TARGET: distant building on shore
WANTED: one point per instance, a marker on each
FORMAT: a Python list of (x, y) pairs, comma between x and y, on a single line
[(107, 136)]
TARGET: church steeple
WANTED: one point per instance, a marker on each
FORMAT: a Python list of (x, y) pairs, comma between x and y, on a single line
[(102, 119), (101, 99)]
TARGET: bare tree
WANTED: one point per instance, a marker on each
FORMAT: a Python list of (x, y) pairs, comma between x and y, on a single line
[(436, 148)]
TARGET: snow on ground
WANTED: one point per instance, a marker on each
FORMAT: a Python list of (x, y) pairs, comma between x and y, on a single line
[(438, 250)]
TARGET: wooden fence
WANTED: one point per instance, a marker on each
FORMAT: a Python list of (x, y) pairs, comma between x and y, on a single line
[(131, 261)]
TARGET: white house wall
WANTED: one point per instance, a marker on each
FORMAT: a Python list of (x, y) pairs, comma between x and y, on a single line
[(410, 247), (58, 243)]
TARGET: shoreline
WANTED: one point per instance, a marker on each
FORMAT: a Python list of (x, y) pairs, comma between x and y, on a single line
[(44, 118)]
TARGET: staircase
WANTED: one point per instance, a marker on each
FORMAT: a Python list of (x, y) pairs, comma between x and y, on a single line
□ □ □ □
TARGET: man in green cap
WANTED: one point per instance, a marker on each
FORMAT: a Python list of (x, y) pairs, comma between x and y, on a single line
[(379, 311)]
□ □ □ □
WHAT THE TASK ASKS – Please go over the data above and copy each line with "TARGET" in it.

OUTPUT BELOW –
TARGET: distant building on shore
TARGET: church steeple
TARGET: bare tree
TARGET: snow on ground
TARGET: wooden fence
TARGET: white house wall
TARGET: shoreline
TARGET: staircase
TARGET: man in green cap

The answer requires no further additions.